» **Task list**
(a) According to the article on the MIDATA health-data website, on what day was the new website launched?
(b) Please extend the article on the MIDATA health-data website, picking up right after its final sentence.

** Opening Provided text block **

EU
People’s’ health-data website launches in Europe
By European Alliance for Personalised Medicine (EAPM) Executive Director Denis Horgan
Wednesday 25 November saw the launch of a new website that aims to run ‘citizen-owned personal data cooperatives’ to protect personal health data while allowing its use for vital health research.
The MIDATA cooperatives will enable patients to gather all their different data in one secure place, allowing them to decide to share it with physicians or to participate in research.
MIDATA.coop lets citizens securely store, manage and control access to their personal data by helping them to establish and own national/regional not-for-profit MIDATA co-operatives.
Professor Dr Ernst Hafen, of the Zurich-based Institute for Molecular Systems Biology at ETH, is one of the key drivers of the scheme. He said: “As MIDATA members, citizens can visualise and analyse their personal data. They can actively contribute to medical research and to clinical trials by providing access to sets of their personal data across cooperatives. These are citizen-owned and citizen-controlled.”
He added: “Transparency is ensured by the fact that the governance principles of MIDATA cooperatives are public. Members are informed and can participate in decision-making processes. They can also withdraw their personal data at anytime.”

** Closing Provided text block **
** Opening Material shown block **

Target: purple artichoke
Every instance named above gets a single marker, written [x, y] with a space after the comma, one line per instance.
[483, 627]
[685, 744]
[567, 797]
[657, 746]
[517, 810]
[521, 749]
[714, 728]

** Closing Material shown block **

» **Solved problems**
(a) Wednesday 25 November.

(b)
Data held by MIDATA.coop are multiply encrypted and only the members possess the key to their own data. Every instance of access is logged. It is envisioned that secure citizen-controlled data access across different national co-operatives will be established to permit global research projects and clinical trials. It will also enable a democratization of the personal data economy.
The MIDATA model enables the construction of regional/national co-operatives that, by a set of common rules, permit global research projects in a fair and democratic manner.
Such developments are not before time. ’Big Data’ is here and here to stay. Its use in the field of personalised medicine, for example, cannot be understated but it comes with its own issues.
Data privacy is a concern for many and, while the EU trilogue of European Council, Parliament and Council continues to debate the proposed General Data Protection Regulation, ways need to be found to strike a balance between protecting the citizen and enabling them to actively control the secondary use of their own data. Active citizen participation will benefit society and improve the quality of life, treatment and outcomes for Europe’s 500 million citizens.
These citizens will encounter differing health problems, including rare diseases such as the many types of cancer, and these illnesses will be spread across all 28 member states.
For the most part, vital data is stored in separate, multiple ‘silos’ and is difficult to share. This clearly reduces its potential value to doctors, scientists and researchers across the EU. Many stakeholders, including the Brussels-based European Alliance for Personalised Medicine (EAPM), argue that EU legislation is in danger of putting too much emphasis on protecting the individual and too little on the undoubted societal benefits that could be achieved with better use of the masses and masses of date that are now being gathered and stored.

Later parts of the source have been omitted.